::: THE INPUT
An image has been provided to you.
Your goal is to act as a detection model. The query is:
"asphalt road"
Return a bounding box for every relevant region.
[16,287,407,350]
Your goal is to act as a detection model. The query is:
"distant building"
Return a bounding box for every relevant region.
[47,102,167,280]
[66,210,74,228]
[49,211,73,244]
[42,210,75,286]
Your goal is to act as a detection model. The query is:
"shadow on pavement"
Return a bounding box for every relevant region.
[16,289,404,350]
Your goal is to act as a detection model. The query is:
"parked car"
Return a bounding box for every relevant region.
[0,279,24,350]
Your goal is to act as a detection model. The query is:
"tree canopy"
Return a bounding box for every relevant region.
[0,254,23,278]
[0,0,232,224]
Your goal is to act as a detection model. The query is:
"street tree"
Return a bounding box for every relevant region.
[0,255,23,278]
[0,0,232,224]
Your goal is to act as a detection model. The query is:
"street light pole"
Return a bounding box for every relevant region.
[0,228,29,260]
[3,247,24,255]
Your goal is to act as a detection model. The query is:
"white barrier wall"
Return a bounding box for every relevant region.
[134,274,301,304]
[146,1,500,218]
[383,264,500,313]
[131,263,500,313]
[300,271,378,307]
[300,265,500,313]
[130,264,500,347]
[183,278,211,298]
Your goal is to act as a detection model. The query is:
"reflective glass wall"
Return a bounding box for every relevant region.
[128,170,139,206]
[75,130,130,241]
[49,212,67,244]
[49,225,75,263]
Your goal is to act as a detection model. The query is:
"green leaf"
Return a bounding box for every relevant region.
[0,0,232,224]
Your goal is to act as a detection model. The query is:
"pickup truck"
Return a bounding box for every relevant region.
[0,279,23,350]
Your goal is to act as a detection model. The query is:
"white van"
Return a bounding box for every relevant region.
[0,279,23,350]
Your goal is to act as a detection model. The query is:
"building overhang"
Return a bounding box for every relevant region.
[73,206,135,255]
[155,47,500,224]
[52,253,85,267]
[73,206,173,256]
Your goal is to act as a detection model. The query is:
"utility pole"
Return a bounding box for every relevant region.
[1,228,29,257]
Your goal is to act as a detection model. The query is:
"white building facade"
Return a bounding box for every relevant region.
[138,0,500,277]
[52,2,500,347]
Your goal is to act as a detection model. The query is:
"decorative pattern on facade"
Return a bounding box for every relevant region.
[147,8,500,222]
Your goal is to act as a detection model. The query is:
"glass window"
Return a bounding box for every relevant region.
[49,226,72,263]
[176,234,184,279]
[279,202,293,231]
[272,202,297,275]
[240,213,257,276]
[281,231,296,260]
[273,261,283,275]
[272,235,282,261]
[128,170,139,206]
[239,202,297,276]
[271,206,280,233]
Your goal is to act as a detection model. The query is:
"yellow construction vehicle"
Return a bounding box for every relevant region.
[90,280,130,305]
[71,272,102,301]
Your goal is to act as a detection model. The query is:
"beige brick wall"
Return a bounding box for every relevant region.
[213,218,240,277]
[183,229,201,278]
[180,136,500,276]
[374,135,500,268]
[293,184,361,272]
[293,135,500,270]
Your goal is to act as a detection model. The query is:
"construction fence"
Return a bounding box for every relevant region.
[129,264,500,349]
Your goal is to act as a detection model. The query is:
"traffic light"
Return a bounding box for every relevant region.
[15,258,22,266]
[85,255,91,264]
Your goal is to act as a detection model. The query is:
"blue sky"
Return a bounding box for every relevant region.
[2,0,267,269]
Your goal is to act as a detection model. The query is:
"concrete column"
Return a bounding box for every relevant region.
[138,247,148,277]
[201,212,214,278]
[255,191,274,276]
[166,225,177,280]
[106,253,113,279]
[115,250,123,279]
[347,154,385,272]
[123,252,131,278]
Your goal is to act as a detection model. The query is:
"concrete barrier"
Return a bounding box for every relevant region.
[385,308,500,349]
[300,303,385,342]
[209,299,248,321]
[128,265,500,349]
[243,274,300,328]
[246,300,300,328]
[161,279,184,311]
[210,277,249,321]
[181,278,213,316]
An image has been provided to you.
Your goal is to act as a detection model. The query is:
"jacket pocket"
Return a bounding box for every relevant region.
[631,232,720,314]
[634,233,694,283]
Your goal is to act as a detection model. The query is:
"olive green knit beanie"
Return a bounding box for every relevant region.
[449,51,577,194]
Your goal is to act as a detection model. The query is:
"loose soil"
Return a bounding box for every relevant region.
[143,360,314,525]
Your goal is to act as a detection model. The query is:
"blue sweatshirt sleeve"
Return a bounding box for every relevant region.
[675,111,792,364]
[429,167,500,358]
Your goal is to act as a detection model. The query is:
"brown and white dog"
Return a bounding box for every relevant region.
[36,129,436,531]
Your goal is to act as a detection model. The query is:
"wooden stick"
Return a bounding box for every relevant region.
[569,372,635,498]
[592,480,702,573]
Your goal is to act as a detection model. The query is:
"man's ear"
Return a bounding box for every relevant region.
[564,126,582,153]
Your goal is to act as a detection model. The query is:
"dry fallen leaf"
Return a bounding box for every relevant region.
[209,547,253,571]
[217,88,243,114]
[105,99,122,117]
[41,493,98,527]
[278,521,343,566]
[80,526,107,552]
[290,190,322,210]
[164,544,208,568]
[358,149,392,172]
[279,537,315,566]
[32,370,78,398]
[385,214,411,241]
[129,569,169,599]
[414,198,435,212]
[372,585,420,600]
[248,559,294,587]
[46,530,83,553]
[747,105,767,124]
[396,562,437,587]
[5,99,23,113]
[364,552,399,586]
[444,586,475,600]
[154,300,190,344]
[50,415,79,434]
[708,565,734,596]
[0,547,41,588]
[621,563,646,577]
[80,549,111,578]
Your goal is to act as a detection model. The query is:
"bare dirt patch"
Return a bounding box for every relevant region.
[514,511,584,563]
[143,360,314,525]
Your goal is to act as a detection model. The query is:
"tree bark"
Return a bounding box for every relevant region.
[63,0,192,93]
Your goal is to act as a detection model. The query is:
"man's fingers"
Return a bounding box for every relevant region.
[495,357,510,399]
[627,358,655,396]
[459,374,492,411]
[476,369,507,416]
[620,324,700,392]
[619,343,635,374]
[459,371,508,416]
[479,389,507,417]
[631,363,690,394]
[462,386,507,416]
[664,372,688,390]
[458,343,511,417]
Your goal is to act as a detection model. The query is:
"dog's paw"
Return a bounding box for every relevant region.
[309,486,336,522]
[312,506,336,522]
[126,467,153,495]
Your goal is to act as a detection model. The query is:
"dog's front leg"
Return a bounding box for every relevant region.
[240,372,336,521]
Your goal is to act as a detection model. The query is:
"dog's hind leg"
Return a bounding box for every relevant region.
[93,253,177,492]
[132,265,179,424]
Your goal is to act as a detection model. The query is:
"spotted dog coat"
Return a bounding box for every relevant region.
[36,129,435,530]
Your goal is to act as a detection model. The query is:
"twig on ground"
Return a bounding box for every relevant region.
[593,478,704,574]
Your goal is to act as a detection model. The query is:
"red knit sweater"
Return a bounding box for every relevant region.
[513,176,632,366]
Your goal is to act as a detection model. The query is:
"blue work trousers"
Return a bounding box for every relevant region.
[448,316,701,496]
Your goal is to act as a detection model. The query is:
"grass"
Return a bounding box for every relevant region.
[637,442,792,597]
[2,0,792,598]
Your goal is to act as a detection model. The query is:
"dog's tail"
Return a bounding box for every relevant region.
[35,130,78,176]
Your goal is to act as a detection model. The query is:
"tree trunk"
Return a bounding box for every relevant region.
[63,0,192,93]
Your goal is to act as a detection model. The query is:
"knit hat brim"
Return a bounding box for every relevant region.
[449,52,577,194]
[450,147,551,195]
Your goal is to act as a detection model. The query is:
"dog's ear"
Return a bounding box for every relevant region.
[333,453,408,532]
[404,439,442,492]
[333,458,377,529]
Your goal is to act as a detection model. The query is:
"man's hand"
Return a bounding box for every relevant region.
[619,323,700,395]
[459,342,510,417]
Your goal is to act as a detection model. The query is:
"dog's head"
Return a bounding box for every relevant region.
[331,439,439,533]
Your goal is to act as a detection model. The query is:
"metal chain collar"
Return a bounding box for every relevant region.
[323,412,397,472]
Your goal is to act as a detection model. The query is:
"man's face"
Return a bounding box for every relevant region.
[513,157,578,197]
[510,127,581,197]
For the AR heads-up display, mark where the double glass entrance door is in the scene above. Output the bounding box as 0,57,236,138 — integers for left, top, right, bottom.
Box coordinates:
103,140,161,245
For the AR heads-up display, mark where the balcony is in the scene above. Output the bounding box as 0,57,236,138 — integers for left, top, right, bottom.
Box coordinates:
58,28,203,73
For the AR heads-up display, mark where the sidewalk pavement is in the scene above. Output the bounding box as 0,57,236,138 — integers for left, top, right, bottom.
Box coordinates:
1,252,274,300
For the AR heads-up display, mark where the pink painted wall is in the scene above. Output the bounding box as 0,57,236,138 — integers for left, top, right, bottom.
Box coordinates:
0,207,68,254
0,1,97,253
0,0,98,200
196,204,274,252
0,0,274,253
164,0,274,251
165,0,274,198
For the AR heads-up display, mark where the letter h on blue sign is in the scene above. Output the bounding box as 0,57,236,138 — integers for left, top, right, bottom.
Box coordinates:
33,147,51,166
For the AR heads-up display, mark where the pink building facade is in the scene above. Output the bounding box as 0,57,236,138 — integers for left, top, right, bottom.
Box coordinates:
::::::
TASK STATEMENT — Which lines of the data include the word "facade"? Copy each one.

EXPECTED OUTPUT —
"white building facade"
"decorative pattern on facade"
For the AR heads-up display, mark where the pink building facade is in the scene above. Output the bounding box as 0,57,236,138 — integers for left, top, right, bottom.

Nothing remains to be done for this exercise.